[Dataset records]
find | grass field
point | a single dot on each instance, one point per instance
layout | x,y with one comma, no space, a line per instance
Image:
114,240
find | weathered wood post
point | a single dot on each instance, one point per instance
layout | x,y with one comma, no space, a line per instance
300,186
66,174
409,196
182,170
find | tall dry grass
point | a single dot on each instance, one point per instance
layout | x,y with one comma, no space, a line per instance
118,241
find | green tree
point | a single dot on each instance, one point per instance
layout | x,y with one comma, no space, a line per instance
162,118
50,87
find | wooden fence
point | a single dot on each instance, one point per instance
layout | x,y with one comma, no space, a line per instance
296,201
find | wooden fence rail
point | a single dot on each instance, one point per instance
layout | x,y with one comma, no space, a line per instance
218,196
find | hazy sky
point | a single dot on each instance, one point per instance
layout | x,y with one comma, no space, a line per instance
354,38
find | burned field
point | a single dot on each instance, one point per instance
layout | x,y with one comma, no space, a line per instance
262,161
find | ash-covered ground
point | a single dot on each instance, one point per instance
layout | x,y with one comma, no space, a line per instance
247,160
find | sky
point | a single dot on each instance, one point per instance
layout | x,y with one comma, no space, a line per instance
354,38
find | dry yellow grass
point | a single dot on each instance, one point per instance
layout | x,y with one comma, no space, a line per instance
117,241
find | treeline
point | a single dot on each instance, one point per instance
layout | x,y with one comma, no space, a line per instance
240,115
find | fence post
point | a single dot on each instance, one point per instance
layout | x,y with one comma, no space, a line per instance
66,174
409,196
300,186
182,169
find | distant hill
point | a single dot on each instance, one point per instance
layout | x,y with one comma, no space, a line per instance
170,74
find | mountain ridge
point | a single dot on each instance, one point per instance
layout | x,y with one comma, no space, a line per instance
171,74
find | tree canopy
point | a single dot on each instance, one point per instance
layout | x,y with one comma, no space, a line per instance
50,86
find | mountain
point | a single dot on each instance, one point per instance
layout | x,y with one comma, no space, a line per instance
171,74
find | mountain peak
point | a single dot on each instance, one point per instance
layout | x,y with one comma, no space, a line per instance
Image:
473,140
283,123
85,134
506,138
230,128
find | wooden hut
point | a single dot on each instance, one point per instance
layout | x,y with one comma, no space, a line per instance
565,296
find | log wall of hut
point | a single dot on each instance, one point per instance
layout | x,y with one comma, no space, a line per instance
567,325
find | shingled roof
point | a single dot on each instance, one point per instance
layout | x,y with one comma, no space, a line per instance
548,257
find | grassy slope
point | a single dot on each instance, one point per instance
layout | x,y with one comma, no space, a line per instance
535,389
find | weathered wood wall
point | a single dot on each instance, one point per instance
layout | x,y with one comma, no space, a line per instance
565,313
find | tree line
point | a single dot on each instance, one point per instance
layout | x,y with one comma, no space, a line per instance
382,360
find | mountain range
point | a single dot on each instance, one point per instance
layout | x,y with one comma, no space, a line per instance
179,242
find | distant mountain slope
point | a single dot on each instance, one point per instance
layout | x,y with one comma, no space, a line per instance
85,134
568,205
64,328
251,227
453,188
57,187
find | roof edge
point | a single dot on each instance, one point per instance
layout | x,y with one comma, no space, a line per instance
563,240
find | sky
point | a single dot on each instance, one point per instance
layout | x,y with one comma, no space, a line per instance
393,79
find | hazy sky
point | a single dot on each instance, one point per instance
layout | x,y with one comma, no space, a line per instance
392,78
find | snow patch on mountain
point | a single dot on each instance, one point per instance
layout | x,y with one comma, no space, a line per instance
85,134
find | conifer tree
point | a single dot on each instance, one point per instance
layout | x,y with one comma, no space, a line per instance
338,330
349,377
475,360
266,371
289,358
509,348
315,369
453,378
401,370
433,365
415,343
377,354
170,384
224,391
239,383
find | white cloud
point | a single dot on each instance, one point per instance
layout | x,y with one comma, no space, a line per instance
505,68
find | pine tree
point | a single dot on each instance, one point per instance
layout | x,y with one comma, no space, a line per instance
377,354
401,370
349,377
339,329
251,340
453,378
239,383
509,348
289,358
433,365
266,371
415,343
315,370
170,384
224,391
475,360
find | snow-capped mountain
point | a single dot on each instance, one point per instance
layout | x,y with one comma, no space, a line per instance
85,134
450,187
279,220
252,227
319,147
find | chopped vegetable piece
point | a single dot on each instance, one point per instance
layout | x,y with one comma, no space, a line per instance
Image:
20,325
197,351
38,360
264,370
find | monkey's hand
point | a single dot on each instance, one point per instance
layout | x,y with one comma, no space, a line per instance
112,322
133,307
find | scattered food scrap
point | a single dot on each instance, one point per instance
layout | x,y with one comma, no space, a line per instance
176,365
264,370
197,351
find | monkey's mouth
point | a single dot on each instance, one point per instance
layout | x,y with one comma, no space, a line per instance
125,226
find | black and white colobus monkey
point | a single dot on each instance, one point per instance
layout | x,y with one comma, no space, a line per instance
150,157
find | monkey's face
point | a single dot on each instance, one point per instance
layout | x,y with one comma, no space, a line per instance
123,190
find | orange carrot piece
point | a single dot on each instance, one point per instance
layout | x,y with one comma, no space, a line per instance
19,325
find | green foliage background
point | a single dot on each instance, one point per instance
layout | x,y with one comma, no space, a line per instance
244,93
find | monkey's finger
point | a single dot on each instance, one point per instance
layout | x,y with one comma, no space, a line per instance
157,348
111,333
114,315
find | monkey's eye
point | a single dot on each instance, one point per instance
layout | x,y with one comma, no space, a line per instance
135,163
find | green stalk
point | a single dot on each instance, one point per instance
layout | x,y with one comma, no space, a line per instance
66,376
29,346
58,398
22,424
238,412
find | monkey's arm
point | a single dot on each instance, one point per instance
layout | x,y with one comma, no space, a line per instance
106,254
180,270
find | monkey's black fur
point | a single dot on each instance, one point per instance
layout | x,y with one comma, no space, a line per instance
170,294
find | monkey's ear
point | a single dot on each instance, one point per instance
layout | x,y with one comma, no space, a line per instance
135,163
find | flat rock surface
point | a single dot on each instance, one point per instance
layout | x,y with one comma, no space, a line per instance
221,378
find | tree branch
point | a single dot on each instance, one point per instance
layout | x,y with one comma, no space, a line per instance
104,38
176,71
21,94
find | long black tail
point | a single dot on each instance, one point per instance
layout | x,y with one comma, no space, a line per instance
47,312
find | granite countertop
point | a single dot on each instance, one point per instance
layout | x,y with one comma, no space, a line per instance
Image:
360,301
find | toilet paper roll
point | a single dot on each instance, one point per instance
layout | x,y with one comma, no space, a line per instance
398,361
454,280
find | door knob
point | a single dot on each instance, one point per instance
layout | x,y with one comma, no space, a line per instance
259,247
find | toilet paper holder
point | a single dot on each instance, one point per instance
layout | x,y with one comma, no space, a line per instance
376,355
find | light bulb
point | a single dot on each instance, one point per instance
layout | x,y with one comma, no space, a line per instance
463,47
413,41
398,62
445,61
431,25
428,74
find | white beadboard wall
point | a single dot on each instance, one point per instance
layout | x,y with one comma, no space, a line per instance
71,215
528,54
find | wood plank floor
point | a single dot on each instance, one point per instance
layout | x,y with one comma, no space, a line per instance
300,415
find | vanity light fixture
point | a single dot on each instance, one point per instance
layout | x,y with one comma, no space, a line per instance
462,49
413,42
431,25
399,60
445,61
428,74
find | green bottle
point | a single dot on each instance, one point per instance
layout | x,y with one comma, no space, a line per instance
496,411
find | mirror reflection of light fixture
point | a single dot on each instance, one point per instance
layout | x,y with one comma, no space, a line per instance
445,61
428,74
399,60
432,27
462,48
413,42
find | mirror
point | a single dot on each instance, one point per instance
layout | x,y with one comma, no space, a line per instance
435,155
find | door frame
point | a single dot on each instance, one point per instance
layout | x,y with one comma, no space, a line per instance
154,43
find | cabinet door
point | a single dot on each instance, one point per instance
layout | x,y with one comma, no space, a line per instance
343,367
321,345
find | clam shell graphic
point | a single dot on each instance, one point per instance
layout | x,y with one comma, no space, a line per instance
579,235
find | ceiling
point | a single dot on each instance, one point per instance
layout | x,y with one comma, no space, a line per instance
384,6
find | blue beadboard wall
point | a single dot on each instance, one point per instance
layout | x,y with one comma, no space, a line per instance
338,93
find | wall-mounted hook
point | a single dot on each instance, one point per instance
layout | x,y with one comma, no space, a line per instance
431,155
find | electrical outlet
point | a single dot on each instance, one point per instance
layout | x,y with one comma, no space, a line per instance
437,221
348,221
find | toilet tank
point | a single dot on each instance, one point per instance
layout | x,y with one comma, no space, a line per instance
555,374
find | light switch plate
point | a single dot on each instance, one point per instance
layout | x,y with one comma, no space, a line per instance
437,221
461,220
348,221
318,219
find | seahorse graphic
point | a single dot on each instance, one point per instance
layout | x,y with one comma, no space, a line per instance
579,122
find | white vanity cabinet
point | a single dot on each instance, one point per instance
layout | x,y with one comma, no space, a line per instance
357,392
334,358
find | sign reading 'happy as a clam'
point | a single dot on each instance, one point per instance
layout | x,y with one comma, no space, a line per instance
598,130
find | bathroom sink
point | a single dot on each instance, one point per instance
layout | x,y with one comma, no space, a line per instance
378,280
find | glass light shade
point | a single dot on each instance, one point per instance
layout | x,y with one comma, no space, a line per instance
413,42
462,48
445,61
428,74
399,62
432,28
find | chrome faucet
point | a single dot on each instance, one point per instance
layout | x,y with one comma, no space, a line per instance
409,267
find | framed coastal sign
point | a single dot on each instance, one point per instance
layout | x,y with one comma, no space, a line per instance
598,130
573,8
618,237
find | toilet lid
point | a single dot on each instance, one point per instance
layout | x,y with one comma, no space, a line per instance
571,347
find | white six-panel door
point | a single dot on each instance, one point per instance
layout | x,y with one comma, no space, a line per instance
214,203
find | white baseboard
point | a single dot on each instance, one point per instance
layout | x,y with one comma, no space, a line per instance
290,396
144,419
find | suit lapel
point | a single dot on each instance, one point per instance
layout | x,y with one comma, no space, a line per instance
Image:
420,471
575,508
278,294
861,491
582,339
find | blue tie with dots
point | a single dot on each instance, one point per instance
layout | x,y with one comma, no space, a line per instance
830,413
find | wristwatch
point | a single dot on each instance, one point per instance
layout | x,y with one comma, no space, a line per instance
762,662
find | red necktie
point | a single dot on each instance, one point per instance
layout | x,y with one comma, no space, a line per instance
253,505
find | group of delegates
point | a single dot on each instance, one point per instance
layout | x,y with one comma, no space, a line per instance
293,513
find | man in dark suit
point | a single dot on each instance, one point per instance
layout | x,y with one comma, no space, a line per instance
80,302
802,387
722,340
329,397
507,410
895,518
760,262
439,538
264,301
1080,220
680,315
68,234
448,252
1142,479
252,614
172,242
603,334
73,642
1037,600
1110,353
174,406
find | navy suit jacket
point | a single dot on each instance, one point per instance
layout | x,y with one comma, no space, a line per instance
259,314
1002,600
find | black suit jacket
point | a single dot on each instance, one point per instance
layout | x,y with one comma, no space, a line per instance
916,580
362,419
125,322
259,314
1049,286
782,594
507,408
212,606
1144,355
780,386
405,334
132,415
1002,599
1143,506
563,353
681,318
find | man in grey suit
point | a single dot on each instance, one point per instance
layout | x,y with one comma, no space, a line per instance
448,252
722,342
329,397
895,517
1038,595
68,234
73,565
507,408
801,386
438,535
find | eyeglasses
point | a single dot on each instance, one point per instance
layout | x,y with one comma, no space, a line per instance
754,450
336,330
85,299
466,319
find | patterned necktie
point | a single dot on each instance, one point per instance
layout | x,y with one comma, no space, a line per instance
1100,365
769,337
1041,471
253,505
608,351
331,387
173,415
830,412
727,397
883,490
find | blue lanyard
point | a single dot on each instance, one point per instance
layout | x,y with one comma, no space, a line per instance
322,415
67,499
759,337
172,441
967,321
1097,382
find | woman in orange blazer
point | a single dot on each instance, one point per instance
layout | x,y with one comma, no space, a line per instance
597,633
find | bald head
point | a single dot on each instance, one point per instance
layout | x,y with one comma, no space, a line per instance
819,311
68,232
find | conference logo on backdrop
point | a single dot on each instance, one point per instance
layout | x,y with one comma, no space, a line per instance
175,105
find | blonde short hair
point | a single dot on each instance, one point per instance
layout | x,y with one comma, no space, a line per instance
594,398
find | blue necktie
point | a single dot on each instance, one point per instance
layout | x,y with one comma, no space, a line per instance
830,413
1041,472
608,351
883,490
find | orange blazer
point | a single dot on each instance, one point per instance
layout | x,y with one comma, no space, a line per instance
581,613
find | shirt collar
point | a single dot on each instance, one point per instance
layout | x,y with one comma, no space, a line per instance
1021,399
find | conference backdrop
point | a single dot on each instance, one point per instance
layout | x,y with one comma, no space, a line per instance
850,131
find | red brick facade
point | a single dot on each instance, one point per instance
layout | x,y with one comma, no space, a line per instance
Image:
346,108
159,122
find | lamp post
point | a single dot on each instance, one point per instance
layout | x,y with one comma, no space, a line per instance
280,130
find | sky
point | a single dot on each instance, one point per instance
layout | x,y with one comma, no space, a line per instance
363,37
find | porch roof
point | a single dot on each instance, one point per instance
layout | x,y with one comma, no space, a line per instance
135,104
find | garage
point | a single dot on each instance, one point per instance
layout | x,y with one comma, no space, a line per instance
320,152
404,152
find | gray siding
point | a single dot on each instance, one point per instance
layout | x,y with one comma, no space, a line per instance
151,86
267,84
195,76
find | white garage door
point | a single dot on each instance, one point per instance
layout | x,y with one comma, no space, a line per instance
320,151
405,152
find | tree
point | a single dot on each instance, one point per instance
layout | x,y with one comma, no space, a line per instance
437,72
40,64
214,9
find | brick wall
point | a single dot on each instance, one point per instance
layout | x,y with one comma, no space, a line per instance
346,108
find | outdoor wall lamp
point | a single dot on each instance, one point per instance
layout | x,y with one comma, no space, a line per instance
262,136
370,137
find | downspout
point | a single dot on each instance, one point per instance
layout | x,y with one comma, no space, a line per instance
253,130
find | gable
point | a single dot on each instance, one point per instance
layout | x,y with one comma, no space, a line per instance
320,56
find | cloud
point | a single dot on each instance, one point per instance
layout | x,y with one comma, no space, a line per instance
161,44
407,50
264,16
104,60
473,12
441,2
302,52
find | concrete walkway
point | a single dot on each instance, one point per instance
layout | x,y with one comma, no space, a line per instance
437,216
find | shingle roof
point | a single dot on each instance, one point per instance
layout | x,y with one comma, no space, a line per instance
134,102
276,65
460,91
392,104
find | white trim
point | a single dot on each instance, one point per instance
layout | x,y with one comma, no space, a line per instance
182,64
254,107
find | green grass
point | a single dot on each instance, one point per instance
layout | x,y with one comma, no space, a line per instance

=== What you need to do ===
Take the line with "find | white garage door" and all lines after it to the last line, and reproduce them exactly.

=== Response below ===
find | white garage door
point | a single dot on each instance, one point per instance
layout | x,y with one comma, no space, a line per instance
320,151
405,152
find | tree
point | a single dot on each instance, one point per instance
layout | x,y with one comma, no space, a line per instance
437,72
40,64
214,9
find | brick wall
point | a single dot on each instance, one point per instance
layout | x,y with one comma, no space, a line per instance
346,108
find | outdoor wall lamp
point | a single dot on each instance, one point per instance
layout | x,y with one comma, no space, a line per instance
262,136
370,137
find | downspout
point | a single dot on each instance, one point per instance
layout | x,y with one comma, no space, a line per instance
253,130
find | gable
point | a single dot on each instance, one point per instance
layout | x,y with one comma, no space, a line per instance
320,56
find | cloud
point | a single dot on each instance, one point per instance
layout | x,y with one comma, no space, a line per instance
161,44
407,50
264,16
104,60
473,12
441,2
302,52
find | concrete walkway
point | a single dot on each instance, one point per instance
layout | x,y with one comma, no space, a line per instance
437,216
find | shingle roof
point | a single dot on each instance, one point per instance
layout | x,y with one comma, no space, a line per instance
134,102
276,65
460,91
392,104
find | white trim
point | a single dot on each instance, one point per instance
layout | x,y with one comma, no space, a line per instance
182,64
254,107
find | green grass
point | a single dot on each instance, one point per instance
layout | x,y with one comma, no space, a line per instance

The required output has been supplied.